One way to learn all those things is to conduct “a gazillion of experiments,” van Hoorn said. “You will get there, even if you do experiments at random. But it’s not a very efficient way.”
Or, “people often try to force the use of a sophisticated model like deep learning... that works in a big data environment, in a lower data environment," said Therence Bois, co-founder and director of operations at InVivoAI, a Montreal-based startup focusing on deep learning algorithms for low-data situations.
“The key thing is understanding what the problem is and designing the appropriate technology to solve it,” said Hopkins and van Hoorn.
“The real power of algorithms comes from exploiting very large datasets—the larger it is, the more powerful it is,” Hopkins said. Those types of datasets aren’t available in drug discovery, so a different approach is needed in low-data settings.
Both Exscientia and InVivoAI work with active-learning models, which—as the name suggests—don’t just make predictions based on existing data.
“With deep learning, you generally get models that perform very, very well for the data they were trained on. But give them a new set of compounds or a new set of samples, they perform quite poorly,” said Daniel Cohen, co-founder and CEO of InVivoAI.

+--

- _WORK ORDER_
Reproduce the passage on AI in drug discovery word for word, from "One way to learn" to "for low-data situations.".

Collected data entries
+--

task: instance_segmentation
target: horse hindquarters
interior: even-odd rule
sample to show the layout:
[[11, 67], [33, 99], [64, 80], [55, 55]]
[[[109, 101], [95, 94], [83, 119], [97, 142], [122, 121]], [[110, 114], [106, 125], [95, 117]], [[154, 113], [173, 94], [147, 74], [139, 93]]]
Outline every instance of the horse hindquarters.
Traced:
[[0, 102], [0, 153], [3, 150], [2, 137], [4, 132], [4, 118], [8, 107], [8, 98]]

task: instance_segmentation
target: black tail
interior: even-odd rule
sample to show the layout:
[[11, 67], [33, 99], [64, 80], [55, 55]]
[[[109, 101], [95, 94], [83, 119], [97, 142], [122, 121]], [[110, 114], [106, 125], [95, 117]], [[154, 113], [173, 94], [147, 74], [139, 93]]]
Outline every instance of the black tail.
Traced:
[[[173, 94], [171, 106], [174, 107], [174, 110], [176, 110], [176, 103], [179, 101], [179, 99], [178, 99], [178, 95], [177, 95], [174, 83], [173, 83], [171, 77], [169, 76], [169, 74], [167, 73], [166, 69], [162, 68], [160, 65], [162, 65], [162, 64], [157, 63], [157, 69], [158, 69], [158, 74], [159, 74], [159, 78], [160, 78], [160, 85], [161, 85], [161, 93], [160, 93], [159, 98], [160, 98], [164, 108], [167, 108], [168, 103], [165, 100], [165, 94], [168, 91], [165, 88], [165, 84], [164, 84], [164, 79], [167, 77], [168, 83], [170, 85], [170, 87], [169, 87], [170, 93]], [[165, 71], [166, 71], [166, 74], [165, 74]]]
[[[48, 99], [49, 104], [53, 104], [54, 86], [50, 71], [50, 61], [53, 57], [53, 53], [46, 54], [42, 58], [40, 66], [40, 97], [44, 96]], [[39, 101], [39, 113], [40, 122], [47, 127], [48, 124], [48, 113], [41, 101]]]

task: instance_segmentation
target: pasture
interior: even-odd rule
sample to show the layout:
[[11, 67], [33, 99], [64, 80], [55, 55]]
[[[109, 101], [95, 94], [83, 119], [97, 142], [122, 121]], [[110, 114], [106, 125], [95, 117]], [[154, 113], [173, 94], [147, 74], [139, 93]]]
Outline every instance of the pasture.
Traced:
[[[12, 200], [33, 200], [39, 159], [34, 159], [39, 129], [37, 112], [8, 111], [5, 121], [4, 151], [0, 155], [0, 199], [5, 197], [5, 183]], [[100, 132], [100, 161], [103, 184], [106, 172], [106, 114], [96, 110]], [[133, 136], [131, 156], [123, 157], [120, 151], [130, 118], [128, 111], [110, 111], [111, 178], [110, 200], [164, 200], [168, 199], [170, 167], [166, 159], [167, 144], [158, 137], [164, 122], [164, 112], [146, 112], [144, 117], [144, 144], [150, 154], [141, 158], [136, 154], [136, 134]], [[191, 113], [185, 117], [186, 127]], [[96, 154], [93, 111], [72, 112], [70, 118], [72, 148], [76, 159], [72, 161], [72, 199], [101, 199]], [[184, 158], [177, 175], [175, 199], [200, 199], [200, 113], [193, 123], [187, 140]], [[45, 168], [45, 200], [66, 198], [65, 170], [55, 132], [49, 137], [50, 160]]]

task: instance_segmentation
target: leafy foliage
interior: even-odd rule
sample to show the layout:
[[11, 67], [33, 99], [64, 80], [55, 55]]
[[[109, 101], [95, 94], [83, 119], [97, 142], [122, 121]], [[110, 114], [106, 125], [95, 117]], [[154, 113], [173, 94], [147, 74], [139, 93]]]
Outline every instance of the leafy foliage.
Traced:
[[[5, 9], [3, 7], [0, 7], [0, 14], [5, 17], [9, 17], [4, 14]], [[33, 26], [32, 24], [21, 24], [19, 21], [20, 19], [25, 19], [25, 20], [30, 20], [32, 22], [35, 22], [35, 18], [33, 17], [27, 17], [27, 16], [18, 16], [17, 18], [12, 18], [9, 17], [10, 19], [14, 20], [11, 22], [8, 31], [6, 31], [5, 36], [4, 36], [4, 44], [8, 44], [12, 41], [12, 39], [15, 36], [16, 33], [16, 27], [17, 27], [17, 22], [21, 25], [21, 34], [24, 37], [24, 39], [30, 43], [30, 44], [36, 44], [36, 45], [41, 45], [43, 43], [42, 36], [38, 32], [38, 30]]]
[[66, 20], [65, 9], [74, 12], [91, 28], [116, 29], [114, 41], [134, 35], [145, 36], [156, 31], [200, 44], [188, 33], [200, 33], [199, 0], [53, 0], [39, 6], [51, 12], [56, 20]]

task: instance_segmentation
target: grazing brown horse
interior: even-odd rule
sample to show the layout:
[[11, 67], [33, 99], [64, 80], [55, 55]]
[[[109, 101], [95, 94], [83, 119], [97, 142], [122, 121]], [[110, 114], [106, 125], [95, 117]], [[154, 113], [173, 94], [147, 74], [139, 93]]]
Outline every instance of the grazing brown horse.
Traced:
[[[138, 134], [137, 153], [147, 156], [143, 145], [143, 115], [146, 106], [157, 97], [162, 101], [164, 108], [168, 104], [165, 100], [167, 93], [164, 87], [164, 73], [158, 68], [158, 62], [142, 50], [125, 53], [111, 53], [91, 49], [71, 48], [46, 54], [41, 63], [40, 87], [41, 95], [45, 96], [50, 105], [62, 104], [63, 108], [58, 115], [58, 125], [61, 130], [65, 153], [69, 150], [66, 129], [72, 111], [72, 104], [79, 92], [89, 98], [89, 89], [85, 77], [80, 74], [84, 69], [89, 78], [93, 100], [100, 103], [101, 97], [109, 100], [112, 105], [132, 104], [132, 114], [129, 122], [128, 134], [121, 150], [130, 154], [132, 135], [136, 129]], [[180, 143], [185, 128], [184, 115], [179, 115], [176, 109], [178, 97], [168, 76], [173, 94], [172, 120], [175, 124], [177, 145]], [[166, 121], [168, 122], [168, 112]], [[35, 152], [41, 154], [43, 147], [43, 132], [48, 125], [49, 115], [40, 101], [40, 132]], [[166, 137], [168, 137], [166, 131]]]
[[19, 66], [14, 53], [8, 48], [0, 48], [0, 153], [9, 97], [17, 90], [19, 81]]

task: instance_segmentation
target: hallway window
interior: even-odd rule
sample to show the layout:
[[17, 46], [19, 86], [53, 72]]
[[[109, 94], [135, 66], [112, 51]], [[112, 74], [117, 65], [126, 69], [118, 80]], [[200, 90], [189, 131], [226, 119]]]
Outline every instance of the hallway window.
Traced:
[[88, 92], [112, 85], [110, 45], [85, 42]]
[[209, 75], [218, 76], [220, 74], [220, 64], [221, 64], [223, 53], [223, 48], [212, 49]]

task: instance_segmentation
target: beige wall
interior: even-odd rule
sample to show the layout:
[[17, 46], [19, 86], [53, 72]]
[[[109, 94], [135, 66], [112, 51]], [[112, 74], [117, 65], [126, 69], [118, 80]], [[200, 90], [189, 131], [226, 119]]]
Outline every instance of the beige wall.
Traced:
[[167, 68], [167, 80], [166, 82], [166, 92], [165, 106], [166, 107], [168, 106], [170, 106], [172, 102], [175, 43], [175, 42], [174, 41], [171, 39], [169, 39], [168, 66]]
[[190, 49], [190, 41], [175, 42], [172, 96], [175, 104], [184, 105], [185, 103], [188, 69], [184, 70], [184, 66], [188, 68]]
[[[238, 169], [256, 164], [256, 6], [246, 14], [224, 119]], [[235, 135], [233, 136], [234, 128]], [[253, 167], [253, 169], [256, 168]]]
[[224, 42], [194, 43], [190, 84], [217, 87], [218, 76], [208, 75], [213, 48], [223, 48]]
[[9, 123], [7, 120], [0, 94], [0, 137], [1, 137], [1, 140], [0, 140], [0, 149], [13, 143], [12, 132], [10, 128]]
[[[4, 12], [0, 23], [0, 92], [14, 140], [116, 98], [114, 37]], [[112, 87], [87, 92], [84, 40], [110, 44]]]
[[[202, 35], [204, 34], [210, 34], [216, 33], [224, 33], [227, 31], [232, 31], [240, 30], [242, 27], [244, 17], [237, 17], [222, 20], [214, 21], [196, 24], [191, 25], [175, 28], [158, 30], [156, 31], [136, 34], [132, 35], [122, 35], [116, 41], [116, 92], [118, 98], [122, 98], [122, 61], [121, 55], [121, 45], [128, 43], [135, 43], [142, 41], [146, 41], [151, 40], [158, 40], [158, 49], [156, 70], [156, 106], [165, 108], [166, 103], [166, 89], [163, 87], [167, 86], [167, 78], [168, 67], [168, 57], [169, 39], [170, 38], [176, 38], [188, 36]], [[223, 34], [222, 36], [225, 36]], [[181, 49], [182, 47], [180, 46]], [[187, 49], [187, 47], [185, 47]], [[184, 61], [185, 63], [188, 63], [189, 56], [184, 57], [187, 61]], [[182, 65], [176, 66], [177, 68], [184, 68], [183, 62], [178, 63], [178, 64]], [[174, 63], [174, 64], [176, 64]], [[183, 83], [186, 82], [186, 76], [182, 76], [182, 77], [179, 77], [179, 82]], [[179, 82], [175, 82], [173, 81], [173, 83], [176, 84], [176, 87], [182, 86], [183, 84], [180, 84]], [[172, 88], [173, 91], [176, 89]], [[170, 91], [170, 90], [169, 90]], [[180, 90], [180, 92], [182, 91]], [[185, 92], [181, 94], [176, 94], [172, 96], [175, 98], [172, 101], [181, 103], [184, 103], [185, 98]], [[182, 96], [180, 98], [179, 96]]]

+--

- _ANSWER BELOW_
One way to learn all those things is to conduct “a gazillion of experiments,” van Hoorn said. “You will get there, even if you do experiments at random. But it’s not a very efficient way.”
Or, “people often try to force the use of a sophisticated model like deep learning... that works in a big data environment, in a lower data environment," said Therence Bois, co-founder and director of operations at InVivoAI, a Montreal-based startup focusing on deep learning algorithms for low-data situations.